• [PROBLEM]: Copy out, from the data below, each line in which the word "fence" occurs.

• [MATERIALS PROVIDED]:
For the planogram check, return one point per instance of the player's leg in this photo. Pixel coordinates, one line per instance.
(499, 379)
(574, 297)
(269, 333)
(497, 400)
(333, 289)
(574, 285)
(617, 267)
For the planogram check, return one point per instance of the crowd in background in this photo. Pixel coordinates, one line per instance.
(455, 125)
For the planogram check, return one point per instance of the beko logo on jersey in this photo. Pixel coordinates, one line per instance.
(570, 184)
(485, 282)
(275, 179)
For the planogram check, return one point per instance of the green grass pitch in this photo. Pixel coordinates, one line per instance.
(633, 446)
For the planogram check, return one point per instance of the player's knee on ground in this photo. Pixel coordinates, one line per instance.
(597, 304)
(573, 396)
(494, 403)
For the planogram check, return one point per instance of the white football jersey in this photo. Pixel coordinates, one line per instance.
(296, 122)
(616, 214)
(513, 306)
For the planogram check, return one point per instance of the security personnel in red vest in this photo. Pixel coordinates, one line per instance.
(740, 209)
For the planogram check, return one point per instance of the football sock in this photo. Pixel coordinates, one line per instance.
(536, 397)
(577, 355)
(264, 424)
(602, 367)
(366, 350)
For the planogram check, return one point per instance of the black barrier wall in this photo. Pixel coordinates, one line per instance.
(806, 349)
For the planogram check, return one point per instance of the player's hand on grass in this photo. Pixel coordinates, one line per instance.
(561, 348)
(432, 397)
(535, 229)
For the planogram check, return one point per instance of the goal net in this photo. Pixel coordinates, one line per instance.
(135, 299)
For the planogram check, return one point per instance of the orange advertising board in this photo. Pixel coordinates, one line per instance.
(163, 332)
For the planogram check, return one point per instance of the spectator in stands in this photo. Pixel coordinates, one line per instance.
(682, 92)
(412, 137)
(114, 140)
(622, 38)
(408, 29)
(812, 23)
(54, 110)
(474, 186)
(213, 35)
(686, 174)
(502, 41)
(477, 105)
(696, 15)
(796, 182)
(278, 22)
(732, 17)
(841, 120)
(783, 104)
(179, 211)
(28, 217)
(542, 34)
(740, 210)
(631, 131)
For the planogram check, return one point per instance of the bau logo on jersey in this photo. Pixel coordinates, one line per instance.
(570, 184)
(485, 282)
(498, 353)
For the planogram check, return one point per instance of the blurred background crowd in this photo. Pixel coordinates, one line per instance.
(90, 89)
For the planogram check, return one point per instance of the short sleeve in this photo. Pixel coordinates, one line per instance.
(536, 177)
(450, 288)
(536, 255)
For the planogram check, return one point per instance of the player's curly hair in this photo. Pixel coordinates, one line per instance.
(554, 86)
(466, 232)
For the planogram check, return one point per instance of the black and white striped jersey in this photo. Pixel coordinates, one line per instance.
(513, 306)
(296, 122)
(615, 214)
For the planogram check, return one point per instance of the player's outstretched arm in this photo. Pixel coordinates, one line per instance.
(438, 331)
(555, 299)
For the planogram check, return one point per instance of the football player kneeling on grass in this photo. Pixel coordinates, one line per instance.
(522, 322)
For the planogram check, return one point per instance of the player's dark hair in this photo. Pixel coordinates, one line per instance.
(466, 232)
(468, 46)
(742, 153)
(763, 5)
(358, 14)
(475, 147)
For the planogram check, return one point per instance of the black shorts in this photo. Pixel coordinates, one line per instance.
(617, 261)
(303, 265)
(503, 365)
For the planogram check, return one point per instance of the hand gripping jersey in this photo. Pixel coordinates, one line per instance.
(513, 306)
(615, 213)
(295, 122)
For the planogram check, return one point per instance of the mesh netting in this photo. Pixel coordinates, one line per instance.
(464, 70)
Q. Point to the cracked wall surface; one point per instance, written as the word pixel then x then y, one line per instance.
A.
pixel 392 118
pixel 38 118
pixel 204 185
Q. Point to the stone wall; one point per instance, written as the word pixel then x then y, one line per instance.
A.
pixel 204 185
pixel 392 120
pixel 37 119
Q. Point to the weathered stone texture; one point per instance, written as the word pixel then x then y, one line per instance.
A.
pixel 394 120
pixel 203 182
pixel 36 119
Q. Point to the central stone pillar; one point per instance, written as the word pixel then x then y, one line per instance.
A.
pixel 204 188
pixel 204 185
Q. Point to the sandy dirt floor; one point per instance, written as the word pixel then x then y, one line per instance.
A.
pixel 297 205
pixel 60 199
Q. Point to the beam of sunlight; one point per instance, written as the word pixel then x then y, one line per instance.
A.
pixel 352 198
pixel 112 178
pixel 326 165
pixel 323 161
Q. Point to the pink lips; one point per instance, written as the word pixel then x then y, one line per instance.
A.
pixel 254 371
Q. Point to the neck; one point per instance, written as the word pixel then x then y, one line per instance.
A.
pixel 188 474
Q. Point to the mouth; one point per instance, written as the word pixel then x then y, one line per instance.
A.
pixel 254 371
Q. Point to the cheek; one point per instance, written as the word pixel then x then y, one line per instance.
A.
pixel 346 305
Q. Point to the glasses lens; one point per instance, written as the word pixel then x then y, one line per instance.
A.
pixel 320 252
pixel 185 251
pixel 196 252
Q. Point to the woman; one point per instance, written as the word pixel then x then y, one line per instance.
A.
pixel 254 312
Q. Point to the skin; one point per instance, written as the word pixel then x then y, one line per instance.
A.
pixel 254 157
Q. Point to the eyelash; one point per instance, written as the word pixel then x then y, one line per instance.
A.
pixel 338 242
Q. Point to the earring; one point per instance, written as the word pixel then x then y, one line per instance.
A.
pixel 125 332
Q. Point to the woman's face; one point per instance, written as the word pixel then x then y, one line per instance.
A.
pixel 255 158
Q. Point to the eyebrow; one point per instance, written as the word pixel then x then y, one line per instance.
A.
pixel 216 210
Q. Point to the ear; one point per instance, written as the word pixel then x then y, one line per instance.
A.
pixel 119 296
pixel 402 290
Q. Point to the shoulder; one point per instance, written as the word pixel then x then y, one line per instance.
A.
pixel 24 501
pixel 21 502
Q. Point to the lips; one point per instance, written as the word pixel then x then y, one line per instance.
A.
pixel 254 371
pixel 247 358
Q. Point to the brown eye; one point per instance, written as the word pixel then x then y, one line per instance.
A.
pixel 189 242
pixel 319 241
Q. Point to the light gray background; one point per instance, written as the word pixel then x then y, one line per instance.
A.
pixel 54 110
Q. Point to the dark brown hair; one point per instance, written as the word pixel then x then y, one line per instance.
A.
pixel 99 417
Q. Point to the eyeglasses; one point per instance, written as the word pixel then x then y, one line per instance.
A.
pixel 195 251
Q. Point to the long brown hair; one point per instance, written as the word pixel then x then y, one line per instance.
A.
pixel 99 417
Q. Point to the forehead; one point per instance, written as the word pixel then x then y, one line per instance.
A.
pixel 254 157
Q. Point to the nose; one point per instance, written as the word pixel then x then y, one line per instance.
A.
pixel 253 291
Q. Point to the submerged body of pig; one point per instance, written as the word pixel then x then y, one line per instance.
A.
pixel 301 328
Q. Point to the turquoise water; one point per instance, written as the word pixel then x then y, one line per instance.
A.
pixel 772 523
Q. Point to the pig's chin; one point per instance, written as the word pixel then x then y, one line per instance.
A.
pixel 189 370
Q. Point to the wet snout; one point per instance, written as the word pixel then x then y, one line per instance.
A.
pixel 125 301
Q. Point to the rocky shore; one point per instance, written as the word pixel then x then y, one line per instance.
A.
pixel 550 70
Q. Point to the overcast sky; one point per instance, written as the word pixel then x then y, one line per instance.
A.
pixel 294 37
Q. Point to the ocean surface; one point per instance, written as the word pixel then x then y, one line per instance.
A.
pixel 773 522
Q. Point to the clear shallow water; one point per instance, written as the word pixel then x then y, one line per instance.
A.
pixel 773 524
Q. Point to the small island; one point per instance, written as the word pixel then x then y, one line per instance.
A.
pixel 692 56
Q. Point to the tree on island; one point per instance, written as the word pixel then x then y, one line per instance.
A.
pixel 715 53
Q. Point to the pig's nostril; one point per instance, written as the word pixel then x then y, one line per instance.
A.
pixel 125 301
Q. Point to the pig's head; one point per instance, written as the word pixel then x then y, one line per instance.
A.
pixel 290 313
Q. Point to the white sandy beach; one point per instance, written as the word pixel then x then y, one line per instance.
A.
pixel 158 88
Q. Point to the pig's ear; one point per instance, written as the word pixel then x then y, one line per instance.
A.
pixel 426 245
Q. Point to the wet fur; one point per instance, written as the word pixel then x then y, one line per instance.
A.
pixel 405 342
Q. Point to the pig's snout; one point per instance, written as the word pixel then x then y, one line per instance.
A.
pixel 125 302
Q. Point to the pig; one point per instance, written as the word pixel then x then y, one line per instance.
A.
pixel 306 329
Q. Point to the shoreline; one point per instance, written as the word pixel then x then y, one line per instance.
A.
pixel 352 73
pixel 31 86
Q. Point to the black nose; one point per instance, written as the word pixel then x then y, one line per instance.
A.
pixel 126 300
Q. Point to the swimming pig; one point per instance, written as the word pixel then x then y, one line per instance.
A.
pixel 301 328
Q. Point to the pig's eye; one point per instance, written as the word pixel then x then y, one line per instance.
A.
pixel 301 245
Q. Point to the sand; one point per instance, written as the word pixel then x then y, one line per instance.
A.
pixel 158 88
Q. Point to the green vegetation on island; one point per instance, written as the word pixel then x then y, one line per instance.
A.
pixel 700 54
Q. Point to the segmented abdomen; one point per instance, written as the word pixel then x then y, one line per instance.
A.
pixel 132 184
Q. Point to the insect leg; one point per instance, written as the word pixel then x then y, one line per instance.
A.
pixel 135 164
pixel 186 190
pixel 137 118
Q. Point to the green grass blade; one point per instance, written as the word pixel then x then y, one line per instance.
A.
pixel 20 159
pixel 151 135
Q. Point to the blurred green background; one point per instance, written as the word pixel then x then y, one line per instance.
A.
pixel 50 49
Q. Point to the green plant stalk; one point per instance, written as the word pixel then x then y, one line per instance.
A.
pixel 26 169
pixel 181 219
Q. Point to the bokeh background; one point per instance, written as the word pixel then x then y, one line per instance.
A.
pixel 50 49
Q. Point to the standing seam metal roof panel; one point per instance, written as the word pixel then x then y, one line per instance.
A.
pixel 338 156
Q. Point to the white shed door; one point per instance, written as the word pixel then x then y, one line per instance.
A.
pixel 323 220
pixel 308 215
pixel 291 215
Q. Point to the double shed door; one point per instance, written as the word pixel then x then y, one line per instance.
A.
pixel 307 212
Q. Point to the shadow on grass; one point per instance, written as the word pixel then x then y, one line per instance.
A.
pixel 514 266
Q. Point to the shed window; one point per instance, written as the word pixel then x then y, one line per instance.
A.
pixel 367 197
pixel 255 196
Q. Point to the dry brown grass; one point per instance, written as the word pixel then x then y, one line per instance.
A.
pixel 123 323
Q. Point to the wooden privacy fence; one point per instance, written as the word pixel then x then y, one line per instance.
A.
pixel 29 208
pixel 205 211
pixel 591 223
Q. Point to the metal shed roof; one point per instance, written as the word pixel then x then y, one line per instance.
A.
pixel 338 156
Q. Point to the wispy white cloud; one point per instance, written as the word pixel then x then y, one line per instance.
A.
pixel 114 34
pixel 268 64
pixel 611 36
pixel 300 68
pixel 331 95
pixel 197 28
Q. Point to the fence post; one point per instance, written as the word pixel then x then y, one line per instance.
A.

• [EXERCISE RESULT]:
Q. Point to the wooden privacy fence; one point per instance, written as the word pixel then x then y, one line per instance.
Q. Point to the fence post; one point per instance, written as the word pixel then x then y, one line per instance.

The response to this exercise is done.